* Do this: Copy out, character for character, the stretch of rows below from the one containing "# point at: orange rescue" through the one containing "# point at: full", with both of those rows included.

* Recorded data:
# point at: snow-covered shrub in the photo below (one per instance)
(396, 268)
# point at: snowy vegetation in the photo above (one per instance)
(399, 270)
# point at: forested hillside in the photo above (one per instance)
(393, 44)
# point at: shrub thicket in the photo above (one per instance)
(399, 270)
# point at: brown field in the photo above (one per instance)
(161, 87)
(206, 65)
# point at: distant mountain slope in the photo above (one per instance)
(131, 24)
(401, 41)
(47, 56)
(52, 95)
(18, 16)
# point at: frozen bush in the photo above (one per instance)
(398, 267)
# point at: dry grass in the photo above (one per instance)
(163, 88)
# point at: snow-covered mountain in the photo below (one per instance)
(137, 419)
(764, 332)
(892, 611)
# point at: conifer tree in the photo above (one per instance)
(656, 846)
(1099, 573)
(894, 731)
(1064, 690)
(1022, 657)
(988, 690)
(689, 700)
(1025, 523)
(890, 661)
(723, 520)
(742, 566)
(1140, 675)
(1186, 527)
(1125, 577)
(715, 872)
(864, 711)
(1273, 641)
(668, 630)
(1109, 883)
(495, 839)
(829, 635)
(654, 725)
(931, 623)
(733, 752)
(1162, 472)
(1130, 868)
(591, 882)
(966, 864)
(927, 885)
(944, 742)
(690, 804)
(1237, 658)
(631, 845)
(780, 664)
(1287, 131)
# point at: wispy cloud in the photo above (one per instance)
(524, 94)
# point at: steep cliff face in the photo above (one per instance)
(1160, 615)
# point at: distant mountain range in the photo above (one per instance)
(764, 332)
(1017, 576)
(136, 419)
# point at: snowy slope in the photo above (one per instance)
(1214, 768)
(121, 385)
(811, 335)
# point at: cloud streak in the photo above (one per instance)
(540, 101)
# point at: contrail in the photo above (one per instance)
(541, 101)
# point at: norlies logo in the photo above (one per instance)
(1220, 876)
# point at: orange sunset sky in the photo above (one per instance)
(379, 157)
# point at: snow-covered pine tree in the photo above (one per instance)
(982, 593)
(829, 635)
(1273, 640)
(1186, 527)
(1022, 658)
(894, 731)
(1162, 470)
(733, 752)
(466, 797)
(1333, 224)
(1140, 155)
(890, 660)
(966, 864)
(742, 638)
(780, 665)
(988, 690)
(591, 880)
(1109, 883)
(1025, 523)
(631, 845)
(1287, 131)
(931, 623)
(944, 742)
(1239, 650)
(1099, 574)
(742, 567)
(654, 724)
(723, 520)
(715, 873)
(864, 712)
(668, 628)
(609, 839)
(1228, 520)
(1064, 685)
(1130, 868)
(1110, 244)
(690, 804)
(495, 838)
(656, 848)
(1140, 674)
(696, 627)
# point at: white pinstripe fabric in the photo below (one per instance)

--

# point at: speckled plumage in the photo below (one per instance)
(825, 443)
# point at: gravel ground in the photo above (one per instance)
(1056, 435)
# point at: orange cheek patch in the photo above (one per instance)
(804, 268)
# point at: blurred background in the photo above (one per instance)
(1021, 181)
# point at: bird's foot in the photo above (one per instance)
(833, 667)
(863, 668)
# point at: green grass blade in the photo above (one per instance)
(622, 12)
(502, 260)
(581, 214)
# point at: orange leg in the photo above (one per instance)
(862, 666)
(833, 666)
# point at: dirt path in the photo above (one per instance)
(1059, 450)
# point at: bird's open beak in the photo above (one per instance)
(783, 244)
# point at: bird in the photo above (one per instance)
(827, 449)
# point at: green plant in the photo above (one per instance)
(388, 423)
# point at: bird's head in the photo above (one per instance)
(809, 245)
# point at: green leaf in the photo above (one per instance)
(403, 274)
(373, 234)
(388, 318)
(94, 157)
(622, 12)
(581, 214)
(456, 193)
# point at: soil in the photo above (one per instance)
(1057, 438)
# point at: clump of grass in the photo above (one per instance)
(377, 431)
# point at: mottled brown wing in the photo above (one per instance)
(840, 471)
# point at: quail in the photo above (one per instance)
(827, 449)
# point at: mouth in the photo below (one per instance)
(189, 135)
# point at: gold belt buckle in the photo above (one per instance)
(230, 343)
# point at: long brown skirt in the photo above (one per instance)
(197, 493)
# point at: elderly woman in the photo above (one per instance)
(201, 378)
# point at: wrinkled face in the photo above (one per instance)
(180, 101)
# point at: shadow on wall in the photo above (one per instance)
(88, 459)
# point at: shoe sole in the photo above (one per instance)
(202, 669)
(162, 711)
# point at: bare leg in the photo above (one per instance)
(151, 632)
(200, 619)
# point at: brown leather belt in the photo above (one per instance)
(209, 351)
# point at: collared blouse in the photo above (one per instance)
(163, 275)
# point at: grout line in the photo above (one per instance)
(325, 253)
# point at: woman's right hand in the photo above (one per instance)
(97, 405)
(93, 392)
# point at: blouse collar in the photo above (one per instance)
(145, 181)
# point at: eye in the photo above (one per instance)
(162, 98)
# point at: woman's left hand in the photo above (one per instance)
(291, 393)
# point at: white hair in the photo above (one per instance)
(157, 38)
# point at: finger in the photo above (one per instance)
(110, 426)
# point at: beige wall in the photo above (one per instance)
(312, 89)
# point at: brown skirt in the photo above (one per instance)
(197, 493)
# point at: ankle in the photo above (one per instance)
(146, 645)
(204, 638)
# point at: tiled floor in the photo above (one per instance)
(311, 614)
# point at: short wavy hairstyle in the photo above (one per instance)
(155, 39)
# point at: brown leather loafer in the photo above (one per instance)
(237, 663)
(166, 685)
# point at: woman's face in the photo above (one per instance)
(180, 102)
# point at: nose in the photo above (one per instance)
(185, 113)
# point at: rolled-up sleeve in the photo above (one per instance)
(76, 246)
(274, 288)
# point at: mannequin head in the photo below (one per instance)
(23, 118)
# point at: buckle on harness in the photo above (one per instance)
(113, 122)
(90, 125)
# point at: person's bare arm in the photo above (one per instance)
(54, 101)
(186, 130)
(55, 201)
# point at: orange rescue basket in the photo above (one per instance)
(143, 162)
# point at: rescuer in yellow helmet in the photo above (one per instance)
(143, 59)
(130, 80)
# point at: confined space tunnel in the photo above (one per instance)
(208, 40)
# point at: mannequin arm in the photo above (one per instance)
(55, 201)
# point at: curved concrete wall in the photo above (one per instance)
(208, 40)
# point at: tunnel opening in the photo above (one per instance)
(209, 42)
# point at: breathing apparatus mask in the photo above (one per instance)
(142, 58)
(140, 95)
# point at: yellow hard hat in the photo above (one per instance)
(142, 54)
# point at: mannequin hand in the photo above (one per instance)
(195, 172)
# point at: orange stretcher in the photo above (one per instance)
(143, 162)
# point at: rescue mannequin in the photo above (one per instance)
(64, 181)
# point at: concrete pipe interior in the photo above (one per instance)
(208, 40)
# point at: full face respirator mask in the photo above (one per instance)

* The output:
# point at: orange rescue basket in the photo above (one per instance)
(143, 162)
# point at: rescuer in yellow helmet in the photo above (one per instance)
(143, 59)
(130, 80)
# point at: confined space tunnel in the photo above (one per instance)
(208, 40)
# point at: mannequin arm in the photo above (one per instance)
(55, 201)
# point at: curved concrete wall in the photo above (one per instance)
(208, 40)
# point at: tunnel opening in the photo above (one per instance)
(209, 42)
# point at: breathing apparatus mask in the photo above (one per instance)
(142, 58)
(140, 95)
# point at: yellow hard hat in the photo above (one per instance)
(142, 54)
# point at: mannequin hand in the photo above (one per instance)
(195, 172)
# point at: orange stretcher in the photo above (one per instance)
(143, 162)
# point at: rescue mannequin in the photo above (one per instance)
(64, 181)
# point at: concrete pipe interior in the photo above (one per instance)
(208, 40)
# point at: full face respirator mask in the photo above (one per instance)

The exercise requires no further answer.